## begin Stored rows

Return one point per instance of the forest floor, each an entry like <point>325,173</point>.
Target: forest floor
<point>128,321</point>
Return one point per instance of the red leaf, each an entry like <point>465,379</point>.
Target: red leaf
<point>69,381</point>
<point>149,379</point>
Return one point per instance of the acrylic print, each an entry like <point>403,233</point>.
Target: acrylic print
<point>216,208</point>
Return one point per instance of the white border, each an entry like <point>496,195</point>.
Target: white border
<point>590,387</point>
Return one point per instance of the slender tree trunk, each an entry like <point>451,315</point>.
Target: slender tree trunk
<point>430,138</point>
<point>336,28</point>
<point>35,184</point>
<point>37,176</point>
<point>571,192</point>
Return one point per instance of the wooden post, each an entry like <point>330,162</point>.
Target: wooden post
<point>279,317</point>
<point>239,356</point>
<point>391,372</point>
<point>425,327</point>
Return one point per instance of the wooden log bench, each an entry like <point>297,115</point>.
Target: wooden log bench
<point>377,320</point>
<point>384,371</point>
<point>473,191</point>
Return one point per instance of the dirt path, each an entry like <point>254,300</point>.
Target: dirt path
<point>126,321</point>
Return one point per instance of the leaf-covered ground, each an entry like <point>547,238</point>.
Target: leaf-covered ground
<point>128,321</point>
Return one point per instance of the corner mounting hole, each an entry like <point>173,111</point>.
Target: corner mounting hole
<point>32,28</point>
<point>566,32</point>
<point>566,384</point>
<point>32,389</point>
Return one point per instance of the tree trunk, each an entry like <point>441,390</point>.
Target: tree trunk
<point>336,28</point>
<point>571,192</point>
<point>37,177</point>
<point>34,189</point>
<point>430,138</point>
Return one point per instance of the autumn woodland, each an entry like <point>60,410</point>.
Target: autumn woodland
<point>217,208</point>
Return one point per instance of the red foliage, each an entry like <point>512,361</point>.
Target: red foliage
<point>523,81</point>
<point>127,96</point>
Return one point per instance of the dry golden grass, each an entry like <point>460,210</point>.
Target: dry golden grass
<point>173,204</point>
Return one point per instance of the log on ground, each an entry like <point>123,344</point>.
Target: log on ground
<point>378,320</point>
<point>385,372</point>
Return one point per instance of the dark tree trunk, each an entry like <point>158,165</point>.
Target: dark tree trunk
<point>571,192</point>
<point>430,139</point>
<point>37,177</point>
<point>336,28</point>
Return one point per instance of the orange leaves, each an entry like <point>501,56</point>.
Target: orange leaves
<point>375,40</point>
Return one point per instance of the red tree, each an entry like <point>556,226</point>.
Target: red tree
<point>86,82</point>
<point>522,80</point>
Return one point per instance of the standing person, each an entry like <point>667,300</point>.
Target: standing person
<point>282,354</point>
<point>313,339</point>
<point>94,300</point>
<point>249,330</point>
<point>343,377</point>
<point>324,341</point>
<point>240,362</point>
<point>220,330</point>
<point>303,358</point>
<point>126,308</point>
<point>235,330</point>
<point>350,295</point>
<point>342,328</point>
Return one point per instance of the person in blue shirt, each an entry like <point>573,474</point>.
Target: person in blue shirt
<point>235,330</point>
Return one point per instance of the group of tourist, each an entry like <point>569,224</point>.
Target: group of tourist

## end Stored rows

What this task involves:
Transcribe the records above exactly, but only from the line that contains "Return one point per instance of the standing" through their final line, inclusive.

Complete answer:
Return one point per instance of the standing person, each an entry like <point>667,300</point>.
Target: standing person
<point>282,354</point>
<point>313,339</point>
<point>94,300</point>
<point>249,330</point>
<point>343,377</point>
<point>324,341</point>
<point>240,362</point>
<point>220,330</point>
<point>303,358</point>
<point>126,308</point>
<point>235,330</point>
<point>350,295</point>
<point>342,328</point>
Return one point per instance of the person in blue shirt, each an entry like <point>573,474</point>.
Target: person in blue shirt
<point>235,330</point>
Return one point per instance of the group of tourist, each an entry like <point>569,224</point>.
Target: group of tourist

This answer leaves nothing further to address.